------ DATA SECTION ------

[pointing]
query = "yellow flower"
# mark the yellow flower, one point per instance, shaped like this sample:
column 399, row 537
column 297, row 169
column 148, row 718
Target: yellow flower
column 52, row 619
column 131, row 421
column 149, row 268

------

WRITTEN EXERCISE = Please present every line of the records above as a Markdown table with the columns "No." and "Text", numbering each row and leaving out blank lines.

PROBLEM SOLUTION =
| No. | Text |
|---|---|
| 1 | [pointing] |
| 2 | query = "yellow flower" |
| 3 | # mark the yellow flower, one point per instance, shaped like this sample: |
| 4 | column 399, row 537 |
| 5 | column 297, row 169 |
| 6 | column 148, row 718 |
| 7 | Target: yellow flower |
| 8 | column 52, row 619 |
| 9 | column 131, row 421 |
| 10 | column 149, row 268 |